_DOKUMEN_:
· · ·
Pada pukul 05.20 Selasa (30/1/2024), sejumlah agen “Israel” yang menyamar menggerebek salah satu rumah sakit terbesar di Jenin di Tepi Barat yang diduduki, di mana mereka membunuh tiga pemuda Palestina yang sedang tidur.
Para agen tersebut tiba dengan berpakaian seperti dokter, perawat, pasien, dan warga sipil Palestina, termasuk seorang wanita berhijab dan seorang pria berkursi roda, menurut sebuah video yang menunjukkan penggerebekan di Rumah Sakit Ibnu Sina di Jenin. Salah satu agen juga terlihat membawa keranjang bayi.
Video tersebut menunjukkan mereka mengeluarkan senapan serbu segera setelah mereka memasuki rumah sakit, di mana mereka dilaporkan menargetkan seorang pria yang memiliki hubungan dengan Hamas.
Operasi tersebut dilaporkan memakan waktu sekitar 10 menit, menurut laporan “Israel”, di mana tiga pria Palestina terbunuh saat tengah tertidur di ranjang mereka. Tentara “Israel” mengatakan bahwa hanya satu dari orang-orang yang dibunuh itu yang dilaporkan sebagai anggota Hamas.
Penggerebekan tersebut menyebabkan beberapa bagian rumah sakit hancur, tempat tidur terbalik dan noda darah menutupi lantai dan peralatan.
Serangan itu dilakukan oleh unit rahasia “Israel” yang dikenal sebagai Musta’ribin, atau Mista’arvim dalam bahasa Ibrani.
Siapakah Musta’ribin itu?
Musta’ribin, yang berarti mereka yang “menyamar sebagai orang Arab”, adalah unit rahasia yang dilatih khusus untuk menyusup ke penduduk lokal Palestina dan komunitas Arab.
Mereka berpakaian, berbicara, dan bertindak seperti orang Palestina, dan menjalankan misi di jantung kota.
Ruang lingkup operasi mereka mencakup pengumpulan intelijen, kepolisian yang menyamar, infiltrasi, penyelamatan sandera, dan pembunuhan.
· · ·
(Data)

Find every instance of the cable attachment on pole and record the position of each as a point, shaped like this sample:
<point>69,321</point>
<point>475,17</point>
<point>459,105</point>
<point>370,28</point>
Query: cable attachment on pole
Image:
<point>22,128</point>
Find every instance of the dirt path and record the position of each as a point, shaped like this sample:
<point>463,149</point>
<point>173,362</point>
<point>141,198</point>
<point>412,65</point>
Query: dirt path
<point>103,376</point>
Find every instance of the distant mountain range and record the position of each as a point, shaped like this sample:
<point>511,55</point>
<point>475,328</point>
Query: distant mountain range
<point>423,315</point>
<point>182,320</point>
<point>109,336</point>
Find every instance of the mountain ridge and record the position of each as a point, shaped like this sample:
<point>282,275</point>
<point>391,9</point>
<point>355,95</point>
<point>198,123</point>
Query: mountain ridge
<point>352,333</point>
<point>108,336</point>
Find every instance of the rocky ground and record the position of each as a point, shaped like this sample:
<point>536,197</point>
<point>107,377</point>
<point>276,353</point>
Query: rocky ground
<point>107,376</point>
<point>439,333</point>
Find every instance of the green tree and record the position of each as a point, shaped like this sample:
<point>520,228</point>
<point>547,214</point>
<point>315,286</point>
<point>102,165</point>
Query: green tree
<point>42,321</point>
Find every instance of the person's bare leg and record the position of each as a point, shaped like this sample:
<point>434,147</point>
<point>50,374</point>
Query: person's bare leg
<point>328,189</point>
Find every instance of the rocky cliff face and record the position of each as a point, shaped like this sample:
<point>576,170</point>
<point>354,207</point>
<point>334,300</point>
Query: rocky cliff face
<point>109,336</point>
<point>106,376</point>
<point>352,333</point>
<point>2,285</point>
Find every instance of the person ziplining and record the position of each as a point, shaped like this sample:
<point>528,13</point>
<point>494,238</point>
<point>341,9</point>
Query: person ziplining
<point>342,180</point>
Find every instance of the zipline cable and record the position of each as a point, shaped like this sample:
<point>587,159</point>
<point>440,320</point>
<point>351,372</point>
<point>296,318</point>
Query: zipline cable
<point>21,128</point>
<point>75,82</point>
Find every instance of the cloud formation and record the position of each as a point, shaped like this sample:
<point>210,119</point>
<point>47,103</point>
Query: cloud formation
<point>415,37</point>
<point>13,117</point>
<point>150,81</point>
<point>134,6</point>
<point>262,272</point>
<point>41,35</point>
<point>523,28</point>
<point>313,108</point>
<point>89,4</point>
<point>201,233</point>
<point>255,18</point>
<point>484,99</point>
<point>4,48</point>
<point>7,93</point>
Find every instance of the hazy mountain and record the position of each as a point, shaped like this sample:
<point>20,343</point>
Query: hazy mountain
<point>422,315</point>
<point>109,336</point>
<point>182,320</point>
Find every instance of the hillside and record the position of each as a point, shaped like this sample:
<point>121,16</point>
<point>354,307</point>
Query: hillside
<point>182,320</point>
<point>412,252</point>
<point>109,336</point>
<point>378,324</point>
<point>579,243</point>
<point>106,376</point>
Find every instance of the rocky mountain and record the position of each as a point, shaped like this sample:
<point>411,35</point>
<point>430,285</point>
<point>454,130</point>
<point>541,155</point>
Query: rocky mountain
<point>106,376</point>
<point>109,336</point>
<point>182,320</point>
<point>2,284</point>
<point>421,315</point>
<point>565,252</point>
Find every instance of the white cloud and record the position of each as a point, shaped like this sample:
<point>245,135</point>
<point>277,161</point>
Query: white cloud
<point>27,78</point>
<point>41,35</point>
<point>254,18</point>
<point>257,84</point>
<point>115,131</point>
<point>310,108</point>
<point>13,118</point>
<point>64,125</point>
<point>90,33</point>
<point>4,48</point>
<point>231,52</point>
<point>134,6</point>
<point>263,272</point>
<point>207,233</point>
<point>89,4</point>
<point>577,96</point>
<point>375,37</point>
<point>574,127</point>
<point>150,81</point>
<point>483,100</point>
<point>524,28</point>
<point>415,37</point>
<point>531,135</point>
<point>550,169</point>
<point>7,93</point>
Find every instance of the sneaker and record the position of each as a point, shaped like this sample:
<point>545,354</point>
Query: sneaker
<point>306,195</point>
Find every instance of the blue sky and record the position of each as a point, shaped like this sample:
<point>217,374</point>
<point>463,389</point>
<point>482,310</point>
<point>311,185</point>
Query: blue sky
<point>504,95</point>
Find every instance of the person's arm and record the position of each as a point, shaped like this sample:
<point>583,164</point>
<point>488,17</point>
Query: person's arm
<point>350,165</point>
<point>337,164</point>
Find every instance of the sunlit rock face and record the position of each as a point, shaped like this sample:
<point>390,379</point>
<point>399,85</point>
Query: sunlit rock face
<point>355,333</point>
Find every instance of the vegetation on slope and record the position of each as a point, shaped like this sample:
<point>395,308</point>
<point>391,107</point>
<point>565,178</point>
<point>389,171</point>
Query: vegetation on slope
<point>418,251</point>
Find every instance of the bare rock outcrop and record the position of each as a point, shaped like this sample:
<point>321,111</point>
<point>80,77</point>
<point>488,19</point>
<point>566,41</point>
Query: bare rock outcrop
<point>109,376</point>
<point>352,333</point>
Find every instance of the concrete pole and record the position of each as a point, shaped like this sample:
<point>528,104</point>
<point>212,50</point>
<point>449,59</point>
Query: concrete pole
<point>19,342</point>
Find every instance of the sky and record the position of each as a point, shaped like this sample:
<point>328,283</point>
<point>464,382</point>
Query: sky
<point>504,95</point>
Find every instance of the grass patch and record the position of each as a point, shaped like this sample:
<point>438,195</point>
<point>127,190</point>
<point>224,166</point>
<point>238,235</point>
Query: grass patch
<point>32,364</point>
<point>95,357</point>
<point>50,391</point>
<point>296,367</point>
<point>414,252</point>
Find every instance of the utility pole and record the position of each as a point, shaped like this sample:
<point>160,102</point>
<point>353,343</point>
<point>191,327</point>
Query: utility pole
· · ·
_TUGAS YANG DIMINTA_:
Salin kembali seluruh bagian dokumen mulai dari "Operasi tersebut dilaporkan" sampai "di jantung kota.", dan tukar "unit rahasia" dengan "satuan rahasia". Data ini tidak ada hubungannya dengan dokumen di atas.

_HASIL_:
Operasi tersebut dilaporkan memakan waktu sekitar 10 menit, menurut laporan “Israel”, di mana tiga pria Palestina terbunuh saat tengah tertidur di ranjang mereka. Tentara “Israel” mengatakan bahwa hanya satu dari orang-orang yang dibunuh itu yang dilaporkan sebagai anggota Hamas.
Penggerebekan tersebut menyebabkan beberapa bagian rumah sakit hancur, tempat tidur terbalik dan noda darah menutupi lantai dan peralatan.
Serangan itu dilakukan oleh satuan rahasia “Israel” yang dikenal sebagai Musta’ribin, atau Mista’arvim dalam bahasa Ibrani.
Siapakah Musta’ribin itu?
Musta’ribin, yang berarti mereka yang “menyamar sebagai orang Arab”, adalah satuan rahasia yang dilatih khusus untuk menyusup ke penduduk lokal Palestina dan komunitas Arab.
Mereka berpakaian, berbicara, dan bertindak seperti orang Palestina, dan menjalankan misi di jantung kota.